Going down the listing below, print exactly each line from the one with "Reviewer note: every instance of the fishing" up to and including the one with "Reviewer note: every instance of the mountain", and skip the rest.

Data shown ▸
************
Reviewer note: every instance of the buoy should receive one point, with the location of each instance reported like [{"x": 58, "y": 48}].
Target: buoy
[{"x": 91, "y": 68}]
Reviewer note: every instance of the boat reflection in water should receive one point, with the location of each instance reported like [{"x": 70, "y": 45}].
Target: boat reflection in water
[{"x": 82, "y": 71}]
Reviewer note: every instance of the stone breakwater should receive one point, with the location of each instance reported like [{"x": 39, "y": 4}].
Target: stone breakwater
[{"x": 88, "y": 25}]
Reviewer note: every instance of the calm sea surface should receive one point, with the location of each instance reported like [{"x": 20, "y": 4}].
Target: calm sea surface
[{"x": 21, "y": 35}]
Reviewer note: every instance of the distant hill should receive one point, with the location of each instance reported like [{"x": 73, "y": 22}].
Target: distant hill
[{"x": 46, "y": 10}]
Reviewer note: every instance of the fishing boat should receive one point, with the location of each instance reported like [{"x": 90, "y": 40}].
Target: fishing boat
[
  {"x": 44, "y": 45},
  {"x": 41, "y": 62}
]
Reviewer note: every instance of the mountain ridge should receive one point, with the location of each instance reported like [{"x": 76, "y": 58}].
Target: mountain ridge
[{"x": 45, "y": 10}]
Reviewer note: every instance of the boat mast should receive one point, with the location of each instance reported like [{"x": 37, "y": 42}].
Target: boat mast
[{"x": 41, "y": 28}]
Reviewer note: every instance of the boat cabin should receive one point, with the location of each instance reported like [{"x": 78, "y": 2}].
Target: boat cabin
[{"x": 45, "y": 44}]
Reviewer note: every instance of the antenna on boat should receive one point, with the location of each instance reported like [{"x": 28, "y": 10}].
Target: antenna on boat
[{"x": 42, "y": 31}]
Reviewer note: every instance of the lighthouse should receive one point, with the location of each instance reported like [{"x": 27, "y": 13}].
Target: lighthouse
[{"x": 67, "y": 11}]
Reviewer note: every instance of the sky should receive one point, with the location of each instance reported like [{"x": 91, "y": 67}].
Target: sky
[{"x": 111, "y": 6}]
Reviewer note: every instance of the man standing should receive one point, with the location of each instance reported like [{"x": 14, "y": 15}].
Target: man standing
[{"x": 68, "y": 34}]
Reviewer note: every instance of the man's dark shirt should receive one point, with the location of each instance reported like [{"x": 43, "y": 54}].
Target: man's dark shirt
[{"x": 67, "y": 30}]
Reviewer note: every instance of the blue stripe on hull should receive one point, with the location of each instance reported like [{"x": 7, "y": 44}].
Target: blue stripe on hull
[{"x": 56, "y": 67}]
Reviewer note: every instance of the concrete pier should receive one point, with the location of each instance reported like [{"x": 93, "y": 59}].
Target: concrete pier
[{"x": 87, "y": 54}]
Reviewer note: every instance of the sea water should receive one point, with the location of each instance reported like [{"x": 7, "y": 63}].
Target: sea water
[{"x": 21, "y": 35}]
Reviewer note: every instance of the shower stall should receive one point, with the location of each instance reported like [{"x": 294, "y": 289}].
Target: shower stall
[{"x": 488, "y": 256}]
************
Result for this exercise ▸
Reviewer note: every instance of the fishing boat should receive one point, with the location of each instance reported like [{"x": 90, "y": 40}].
Target: fishing boat
[
  {"x": 44, "y": 45},
  {"x": 41, "y": 62}
]
Reviewer note: every instance of the mountain ridge should receive one point, with the location of each instance reported like [{"x": 76, "y": 58}].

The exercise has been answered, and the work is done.